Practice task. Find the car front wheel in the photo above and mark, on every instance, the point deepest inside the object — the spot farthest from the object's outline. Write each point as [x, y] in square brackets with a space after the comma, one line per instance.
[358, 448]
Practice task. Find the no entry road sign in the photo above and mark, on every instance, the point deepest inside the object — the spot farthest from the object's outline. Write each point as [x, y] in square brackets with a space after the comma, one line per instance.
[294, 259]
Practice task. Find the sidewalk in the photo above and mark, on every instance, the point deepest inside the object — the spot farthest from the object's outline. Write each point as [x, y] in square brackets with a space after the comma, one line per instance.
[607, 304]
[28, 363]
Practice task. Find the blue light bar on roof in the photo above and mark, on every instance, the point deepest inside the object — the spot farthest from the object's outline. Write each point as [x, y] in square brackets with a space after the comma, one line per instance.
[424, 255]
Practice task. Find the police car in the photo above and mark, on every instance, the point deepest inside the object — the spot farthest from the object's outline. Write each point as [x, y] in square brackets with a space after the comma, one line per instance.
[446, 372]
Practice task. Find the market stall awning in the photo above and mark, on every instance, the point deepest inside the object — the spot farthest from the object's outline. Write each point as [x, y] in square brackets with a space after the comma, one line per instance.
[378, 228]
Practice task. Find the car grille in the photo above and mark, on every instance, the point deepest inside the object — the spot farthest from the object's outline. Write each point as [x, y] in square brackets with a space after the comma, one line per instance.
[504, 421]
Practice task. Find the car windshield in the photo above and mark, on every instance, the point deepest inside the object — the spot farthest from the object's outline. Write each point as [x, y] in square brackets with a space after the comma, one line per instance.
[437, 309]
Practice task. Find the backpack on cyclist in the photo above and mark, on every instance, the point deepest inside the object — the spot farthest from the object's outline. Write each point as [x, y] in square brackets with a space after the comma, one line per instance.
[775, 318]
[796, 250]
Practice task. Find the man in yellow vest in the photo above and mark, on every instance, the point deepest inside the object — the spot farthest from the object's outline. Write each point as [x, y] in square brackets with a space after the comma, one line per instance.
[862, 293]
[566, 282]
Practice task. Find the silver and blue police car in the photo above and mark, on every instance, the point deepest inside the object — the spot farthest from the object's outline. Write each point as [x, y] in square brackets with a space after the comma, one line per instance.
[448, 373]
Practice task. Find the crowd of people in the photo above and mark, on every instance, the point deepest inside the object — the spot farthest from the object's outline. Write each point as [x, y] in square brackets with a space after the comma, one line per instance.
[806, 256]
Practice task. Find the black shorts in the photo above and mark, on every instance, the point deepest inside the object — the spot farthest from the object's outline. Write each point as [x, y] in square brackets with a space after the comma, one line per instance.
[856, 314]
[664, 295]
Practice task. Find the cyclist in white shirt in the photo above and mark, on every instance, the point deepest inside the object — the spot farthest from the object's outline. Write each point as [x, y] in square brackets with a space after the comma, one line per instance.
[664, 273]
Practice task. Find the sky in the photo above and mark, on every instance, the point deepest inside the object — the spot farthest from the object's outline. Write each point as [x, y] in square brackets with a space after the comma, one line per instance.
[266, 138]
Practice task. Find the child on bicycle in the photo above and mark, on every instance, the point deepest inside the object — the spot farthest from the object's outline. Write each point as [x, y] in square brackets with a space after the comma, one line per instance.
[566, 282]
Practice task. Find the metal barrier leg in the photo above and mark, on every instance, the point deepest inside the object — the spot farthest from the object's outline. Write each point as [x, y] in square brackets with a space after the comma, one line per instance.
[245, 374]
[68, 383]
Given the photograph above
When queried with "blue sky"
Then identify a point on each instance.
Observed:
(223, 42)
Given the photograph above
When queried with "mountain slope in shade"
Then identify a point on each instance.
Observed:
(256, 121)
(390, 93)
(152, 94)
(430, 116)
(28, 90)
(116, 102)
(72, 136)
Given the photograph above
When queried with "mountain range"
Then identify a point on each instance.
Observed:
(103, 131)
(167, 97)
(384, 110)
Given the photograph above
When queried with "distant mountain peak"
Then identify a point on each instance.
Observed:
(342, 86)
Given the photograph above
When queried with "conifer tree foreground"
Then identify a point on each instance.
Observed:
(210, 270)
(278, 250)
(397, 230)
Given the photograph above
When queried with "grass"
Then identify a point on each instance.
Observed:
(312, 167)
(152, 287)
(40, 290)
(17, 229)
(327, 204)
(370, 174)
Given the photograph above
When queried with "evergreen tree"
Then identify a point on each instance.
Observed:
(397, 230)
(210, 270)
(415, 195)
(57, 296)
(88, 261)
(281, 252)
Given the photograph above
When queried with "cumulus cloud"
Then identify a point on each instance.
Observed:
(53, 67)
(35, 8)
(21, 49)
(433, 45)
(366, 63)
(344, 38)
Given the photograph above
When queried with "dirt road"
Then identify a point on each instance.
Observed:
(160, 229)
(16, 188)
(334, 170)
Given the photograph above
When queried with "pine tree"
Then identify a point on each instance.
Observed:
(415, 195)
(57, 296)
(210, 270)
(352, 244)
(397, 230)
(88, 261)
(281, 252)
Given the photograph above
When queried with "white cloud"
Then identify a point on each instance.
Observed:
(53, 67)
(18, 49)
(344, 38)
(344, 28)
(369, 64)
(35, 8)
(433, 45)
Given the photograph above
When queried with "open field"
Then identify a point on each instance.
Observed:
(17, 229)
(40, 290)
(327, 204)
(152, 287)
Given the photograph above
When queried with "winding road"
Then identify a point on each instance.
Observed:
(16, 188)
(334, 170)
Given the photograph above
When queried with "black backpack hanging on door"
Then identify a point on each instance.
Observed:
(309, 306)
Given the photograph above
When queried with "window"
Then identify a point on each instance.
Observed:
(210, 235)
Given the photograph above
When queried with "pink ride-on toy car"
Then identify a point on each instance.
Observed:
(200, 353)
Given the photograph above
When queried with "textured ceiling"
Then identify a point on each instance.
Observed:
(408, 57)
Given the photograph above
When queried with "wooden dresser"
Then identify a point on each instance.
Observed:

=== Exercise details ===
Copy all lines of the material above where the string "mountain" occurs.

=== Your response ===
When queried with "mountain slope in shade"
When queried with "mountain range"
When queried with "distant mountain peak"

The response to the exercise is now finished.